Records for this task START

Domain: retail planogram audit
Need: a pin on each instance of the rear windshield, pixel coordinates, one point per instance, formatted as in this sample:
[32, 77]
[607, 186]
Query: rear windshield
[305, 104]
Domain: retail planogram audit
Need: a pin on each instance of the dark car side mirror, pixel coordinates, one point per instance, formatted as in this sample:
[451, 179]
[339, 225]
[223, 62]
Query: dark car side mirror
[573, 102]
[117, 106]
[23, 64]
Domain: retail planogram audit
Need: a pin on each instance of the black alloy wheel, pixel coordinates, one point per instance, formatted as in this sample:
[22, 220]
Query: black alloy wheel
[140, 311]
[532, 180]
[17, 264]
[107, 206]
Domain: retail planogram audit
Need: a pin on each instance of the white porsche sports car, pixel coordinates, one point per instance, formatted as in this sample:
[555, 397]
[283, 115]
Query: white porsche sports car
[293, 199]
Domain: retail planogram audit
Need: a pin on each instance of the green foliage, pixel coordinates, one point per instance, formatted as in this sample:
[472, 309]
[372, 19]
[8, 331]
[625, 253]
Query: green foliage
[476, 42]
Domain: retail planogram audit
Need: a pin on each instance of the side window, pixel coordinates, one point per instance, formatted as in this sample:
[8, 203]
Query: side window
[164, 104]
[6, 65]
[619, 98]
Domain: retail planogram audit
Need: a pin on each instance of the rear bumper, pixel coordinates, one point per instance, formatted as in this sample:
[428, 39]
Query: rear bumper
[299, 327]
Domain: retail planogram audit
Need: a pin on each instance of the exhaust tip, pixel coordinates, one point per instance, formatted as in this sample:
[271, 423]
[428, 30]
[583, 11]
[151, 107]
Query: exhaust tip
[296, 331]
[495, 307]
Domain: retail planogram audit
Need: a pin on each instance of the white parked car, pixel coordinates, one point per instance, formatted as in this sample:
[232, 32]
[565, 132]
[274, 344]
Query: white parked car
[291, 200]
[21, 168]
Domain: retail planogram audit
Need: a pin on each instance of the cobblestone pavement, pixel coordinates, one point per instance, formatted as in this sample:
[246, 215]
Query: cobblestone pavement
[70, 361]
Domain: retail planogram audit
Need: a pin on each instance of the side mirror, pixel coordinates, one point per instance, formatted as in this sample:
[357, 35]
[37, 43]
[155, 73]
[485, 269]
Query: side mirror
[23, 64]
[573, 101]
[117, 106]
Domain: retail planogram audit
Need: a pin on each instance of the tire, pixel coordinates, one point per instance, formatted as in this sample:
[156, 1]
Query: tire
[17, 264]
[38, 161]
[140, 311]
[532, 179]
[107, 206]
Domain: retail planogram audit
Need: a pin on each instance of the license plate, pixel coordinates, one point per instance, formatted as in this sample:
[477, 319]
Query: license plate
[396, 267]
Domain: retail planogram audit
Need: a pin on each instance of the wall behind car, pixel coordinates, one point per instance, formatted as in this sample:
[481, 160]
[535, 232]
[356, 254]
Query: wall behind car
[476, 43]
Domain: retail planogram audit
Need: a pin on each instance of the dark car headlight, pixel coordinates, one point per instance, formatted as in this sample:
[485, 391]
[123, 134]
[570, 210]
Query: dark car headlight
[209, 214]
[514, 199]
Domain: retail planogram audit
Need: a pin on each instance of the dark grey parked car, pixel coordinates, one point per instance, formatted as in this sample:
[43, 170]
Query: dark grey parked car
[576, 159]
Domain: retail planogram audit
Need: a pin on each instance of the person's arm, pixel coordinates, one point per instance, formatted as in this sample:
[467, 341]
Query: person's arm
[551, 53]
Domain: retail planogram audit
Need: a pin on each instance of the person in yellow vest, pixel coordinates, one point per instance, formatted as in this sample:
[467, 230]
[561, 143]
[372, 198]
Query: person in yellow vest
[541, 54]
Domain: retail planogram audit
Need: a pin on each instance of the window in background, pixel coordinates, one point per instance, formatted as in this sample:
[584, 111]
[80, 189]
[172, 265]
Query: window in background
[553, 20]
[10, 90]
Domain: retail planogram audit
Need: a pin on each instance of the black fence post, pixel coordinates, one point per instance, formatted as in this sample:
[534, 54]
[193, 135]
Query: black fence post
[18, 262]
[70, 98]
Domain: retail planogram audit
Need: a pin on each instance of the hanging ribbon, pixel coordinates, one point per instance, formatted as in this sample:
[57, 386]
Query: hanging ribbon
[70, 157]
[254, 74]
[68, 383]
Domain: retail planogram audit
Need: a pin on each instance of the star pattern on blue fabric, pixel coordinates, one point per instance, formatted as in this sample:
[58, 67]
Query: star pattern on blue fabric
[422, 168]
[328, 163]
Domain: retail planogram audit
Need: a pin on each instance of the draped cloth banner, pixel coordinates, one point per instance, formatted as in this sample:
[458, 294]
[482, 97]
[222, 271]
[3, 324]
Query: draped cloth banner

Records for this task END

What to do.
All records above must be set down exactly, please.

Task result.
Domain: retail planogram audit
Need: a pin on each instance of the rear windshield, pixel coordinates, one point per instance, formatted as in this sample:
[32, 77]
[607, 186]
Query: rear windshield
[305, 104]
Domain: retail planogram audit
Need: a pin on each instance of the dark car side mirror, pixel coordinates, one point per instance, formatted as in this sample:
[451, 179]
[339, 225]
[223, 62]
Query: dark car side mirror
[573, 102]
[117, 106]
[23, 64]
Domain: retail planogram audit
Need: a pin on each instance of the black alloy wheel, pixel coordinates, one point per instance, formatted as in this sample:
[22, 220]
Query: black alloy wheel
[140, 311]
[532, 180]
[17, 264]
[107, 206]
Domain: retail planogram audit
Need: a pin on each instance of the white porsche sports car, pixel coordinates, one point per instance, formatted as in this sample:
[555, 397]
[283, 115]
Query: white porsche sports car
[293, 199]
Domain: retail planogram audit
Need: a pin on each instance of the green foliage, pixel coordinates, one point per instance, formatted as in this sample:
[472, 309]
[372, 19]
[8, 331]
[625, 253]
Query: green foliage
[476, 42]
Domain: retail planogram audit
Need: a pin on each instance of the side window, pixel coordinates, one point per instance, formatted as in this sample:
[8, 203]
Query: side window
[164, 104]
[6, 65]
[619, 98]
Domain: retail planogram audit
Need: a pin on each instance of the rear bumper, pixel coordinates, one point per instance, formatted as in this sample:
[428, 39]
Query: rear bumper
[299, 327]
Domain: retail planogram audit
Need: a pin on each instance of the exhaust tip, pixel coordinates, one point per instance, formatted as in this sample:
[271, 423]
[428, 30]
[583, 11]
[151, 107]
Query: exhaust tip
[296, 331]
[495, 307]
Domain: retail planogram audit
Need: a pin on each instance of the white parked car, pixel coordinates, one point per instance, formatted as in this sample:
[232, 32]
[565, 132]
[274, 344]
Query: white parked car
[291, 200]
[21, 168]
Domain: retail planogram audit
Need: a pin on each instance of the cobblestone pavement, pixel coordinates, one point per instance, formatted as in this sample:
[246, 215]
Query: cobblestone pavement
[70, 361]
Domain: retail planogram audit
Need: a pin on each instance of the side mirror, pixel coordinates, one point per instance, formatted as in this sample:
[357, 35]
[37, 43]
[155, 73]
[485, 269]
Query: side mirror
[23, 64]
[573, 101]
[117, 106]
Domain: retail planogram audit
Need: a pin on each instance of the tire, pixel coordinates, one point per instance, formatted as in this sample:
[156, 1]
Query: tire
[17, 264]
[38, 161]
[140, 311]
[532, 179]
[107, 206]
Domain: retail planogram audit
Need: a pin on each instance of the license plate, pixel coordinates, one point per instance, formatted as in this sample:
[477, 319]
Query: license plate
[396, 267]
Domain: retail planogram audit
Need: a pin on each instance of the wall behind car, pixel coordinates, one point per instance, formatted as in this sample:
[481, 160]
[535, 232]
[356, 254]
Query: wall behind car
[476, 43]
Domain: retail planogram audit
Need: a pin on each instance of the dark car headlight, pixel coordinates, one point per instance, formatted as in this sample:
[485, 391]
[123, 134]
[570, 210]
Query: dark car headlight
[209, 214]
[514, 199]
Domain: retail planogram audit
Need: a pin on each instance of the dark grey parked car, pixel coordinates, one point per instance, formatted as in this sample:
[43, 170]
Query: dark grey parked car
[576, 159]
Domain: retail planogram audit
Need: a pin on each instance of the person's arm, pixel coordinates, one point per instance, formatted as in this sample:
[467, 341]
Query: person's arm
[551, 53]
Domain: retail planogram audit
Need: a pin on each instance of the person in yellow vest, pixel coordinates, one point per instance, formatted as in this sample:
[467, 230]
[561, 143]
[372, 198]
Query: person in yellow vest
[541, 54]
Domain: retail planogram audit
Need: a pin on each instance of the window in background, pixel coordinates, one point per instance, formatted as in this sample:
[584, 111]
[80, 189]
[172, 265]
Query: window in background
[553, 20]
[10, 90]
Domain: retail planogram audit
Need: a pin on each instance of the black fence post, pixel coordinates, one point per instance, formatted as in this sample:
[534, 54]
[193, 135]
Query: black fence post
[18, 262]
[70, 98]
Domain: retail planogram audit
Need: a pin on each instance of the hanging ribbon, pixel coordinates, one point per instance, formatted as in this sample:
[57, 386]
Query: hanging ribbon
[70, 157]
[254, 74]
[68, 383]
Domain: retail planogram audit
Need: a pin on each instance of the star pattern on blue fabric, pixel coordinates, one point per instance, formatted as in this sample:
[58, 67]
Query: star pattern on blue fabric
[422, 168]
[328, 163]
Domain: retail planogram audit
Need: a pin on each instance of the draped cloth banner, pixel coordinates, one point per instance, formatted as in this sample:
[458, 294]
[482, 97]
[222, 271]
[3, 324]
Query: draped cloth banner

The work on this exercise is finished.